• [Work to be completed]: With "diagonal" as the search word, show every line of the material that has it.
──────────────────────────────
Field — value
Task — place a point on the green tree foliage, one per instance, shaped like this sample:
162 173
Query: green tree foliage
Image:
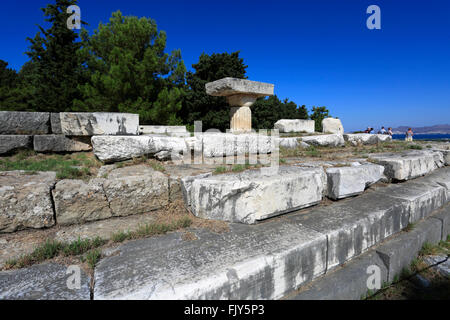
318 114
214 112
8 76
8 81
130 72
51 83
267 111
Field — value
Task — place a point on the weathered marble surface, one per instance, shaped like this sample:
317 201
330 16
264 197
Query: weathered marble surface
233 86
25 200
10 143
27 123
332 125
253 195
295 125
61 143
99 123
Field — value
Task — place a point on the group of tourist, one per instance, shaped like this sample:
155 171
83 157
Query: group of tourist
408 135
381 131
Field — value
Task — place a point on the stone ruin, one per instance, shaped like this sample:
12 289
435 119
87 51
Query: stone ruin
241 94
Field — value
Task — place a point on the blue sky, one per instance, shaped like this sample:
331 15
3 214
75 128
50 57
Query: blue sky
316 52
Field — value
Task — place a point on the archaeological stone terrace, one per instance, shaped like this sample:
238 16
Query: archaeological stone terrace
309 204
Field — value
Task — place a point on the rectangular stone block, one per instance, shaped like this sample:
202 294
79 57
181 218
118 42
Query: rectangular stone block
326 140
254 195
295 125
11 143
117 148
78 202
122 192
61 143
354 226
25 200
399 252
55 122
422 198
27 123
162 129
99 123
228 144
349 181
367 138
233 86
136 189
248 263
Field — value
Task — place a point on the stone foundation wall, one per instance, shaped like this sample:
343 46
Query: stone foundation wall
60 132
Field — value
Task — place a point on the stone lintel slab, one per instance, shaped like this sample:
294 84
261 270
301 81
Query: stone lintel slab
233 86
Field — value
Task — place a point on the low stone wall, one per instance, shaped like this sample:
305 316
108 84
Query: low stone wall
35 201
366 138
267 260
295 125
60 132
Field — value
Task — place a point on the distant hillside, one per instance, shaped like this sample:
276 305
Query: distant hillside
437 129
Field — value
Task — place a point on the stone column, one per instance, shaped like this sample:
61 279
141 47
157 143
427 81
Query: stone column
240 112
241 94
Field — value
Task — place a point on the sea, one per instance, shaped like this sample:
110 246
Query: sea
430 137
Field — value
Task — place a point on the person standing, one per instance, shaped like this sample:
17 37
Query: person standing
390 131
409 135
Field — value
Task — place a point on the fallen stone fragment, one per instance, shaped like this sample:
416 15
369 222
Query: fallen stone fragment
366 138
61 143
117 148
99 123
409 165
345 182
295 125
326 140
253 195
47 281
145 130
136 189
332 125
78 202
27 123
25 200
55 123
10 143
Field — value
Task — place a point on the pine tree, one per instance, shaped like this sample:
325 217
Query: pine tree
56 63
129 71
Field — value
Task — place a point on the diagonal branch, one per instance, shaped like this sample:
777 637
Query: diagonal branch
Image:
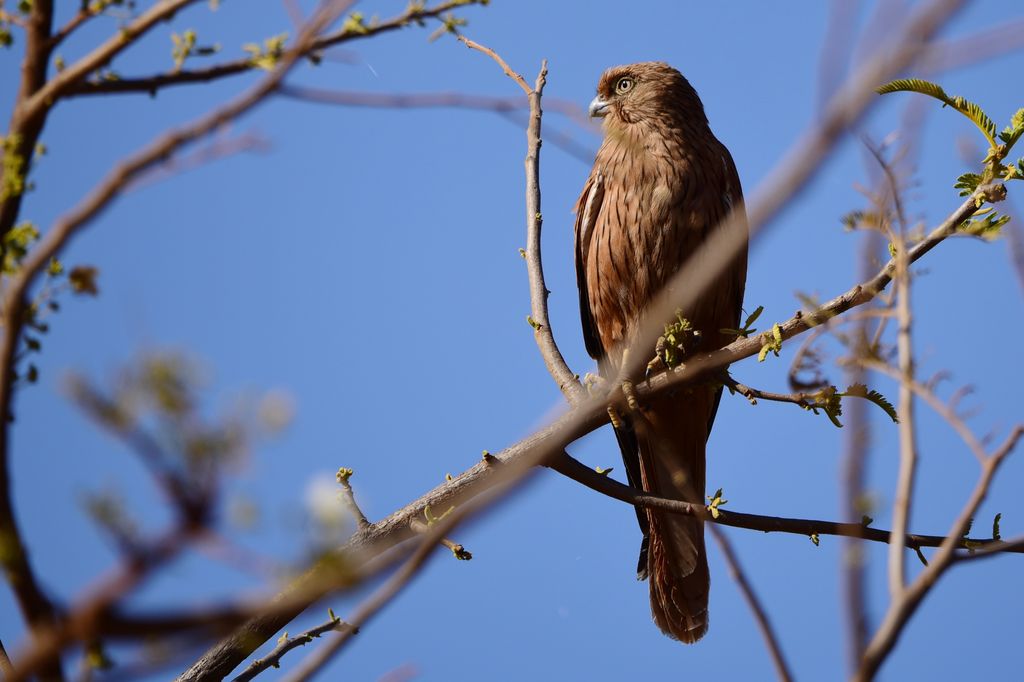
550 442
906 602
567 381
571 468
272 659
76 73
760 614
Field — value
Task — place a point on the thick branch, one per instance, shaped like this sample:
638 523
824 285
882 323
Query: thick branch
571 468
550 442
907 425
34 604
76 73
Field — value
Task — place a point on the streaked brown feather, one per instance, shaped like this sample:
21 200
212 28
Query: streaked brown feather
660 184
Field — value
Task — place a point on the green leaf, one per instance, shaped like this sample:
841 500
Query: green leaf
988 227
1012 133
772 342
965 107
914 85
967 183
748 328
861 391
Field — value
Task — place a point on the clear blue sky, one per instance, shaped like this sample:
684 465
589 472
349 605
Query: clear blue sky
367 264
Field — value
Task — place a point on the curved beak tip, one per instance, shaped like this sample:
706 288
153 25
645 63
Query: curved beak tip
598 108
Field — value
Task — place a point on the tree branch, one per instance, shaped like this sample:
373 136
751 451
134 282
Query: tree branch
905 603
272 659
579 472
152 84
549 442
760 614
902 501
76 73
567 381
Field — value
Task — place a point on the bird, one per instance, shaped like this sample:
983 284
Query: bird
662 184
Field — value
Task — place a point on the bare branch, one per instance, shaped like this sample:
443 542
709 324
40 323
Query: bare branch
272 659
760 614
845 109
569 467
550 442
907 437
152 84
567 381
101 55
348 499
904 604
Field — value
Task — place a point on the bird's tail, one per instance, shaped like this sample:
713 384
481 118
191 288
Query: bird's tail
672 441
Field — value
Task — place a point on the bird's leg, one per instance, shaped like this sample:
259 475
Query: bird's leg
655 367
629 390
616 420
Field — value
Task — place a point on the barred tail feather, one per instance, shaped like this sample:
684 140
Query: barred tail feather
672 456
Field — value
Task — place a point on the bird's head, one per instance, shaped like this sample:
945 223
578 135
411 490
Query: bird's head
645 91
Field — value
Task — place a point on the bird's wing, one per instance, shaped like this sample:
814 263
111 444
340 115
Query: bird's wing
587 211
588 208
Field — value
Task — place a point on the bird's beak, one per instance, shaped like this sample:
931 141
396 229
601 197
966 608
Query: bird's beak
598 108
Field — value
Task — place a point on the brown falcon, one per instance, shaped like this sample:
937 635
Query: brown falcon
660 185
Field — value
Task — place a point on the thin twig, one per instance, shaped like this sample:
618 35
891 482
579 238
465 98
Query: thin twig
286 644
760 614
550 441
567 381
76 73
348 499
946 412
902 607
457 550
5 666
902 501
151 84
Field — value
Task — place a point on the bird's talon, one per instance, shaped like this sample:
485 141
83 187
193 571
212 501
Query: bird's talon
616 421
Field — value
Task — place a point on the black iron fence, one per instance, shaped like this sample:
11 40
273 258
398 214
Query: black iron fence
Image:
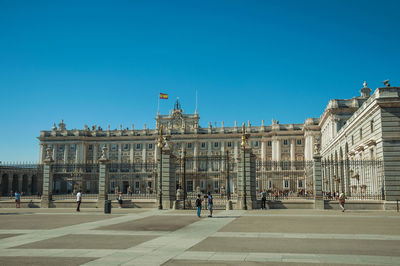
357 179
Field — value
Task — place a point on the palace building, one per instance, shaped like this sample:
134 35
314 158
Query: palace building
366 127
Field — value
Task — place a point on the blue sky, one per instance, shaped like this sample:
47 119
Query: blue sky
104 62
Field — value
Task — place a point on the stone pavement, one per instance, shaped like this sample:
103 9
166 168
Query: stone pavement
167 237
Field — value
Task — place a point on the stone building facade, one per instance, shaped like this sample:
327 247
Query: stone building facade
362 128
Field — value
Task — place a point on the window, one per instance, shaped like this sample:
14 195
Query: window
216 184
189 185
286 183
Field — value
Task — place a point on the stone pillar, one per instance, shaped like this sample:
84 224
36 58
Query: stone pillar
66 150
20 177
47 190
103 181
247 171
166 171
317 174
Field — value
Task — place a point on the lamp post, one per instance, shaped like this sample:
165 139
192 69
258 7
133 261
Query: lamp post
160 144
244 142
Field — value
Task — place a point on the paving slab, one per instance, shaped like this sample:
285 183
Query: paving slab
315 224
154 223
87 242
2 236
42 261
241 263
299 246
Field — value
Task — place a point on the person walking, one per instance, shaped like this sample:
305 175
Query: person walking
──────────────────────────────
• [Reply to the exercise]:
Task — place a point on the diagonal branch, one per instance, shaped like this sample:
Query: diagonal branch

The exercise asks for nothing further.